**TO BE DONE:**
Recast every one of the rows below as a Markdown table with two columns, "Row" for its number and "Content" for its text, omitting any blank lines.

**LISTED RECORDS:**
§ §
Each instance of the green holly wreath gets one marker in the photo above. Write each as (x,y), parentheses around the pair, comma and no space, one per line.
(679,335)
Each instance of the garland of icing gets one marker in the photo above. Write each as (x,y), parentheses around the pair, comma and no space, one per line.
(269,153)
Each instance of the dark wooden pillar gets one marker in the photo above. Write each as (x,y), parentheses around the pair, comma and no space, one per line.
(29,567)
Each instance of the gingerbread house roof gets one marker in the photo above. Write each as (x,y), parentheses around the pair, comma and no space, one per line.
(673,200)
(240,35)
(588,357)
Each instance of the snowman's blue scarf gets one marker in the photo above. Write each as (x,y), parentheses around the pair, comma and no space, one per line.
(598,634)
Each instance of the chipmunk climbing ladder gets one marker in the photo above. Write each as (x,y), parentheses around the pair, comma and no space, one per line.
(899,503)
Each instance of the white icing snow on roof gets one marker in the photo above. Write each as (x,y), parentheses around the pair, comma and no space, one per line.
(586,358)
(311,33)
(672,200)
§ §
**FULL RESPONSE:**
| Row | Content |
|---|---|
| 1 | Each instance of the green holly wreath gets one marker in the photo above. Write each as (x,y), parentheses around the pair, comma and no space, one per line. |
| 2 | (679,335) |
| 3 | Each instance of the garland of icing gets one marker in the photo above. Write each as (x,y), parentheses around the pair, comma and no space, one per line. |
| 4 | (269,153) |
| 5 | Each instance of the dark wooden pillar gets one marker in the photo above. Write each as (x,y), parentheses around the pair, comma and no space, one per line. |
| 6 | (29,567) |
| 7 | Each instance of the gingerbread house roof gets one marker in the photo above. Write each as (x,y), parentheses around the pair, comma and no space, one per line. |
| 8 | (673,200) |
| 9 | (240,35) |
| 10 | (588,357) |
| 11 | Each instance of the snowman's blue scarf gets one marker in the photo above. Write each as (x,y), parentheses around the pair, comma and no space, one per line. |
| 12 | (598,634) |
| 13 | Each instance of the chipmunk climbing ladder gets one marker in the photo above. Write each as (x,y), parentheses around the pair, comma and no space, one per line. |
| 14 | (899,503) |
| 15 | Each instance of the white icing snow on roof gets one marker in the photo above. Write each as (x,y), parentheses around the pair, comma and no space, one per line. |
| 16 | (586,358) |
| 17 | (311,33) |
| 18 | (672,200) |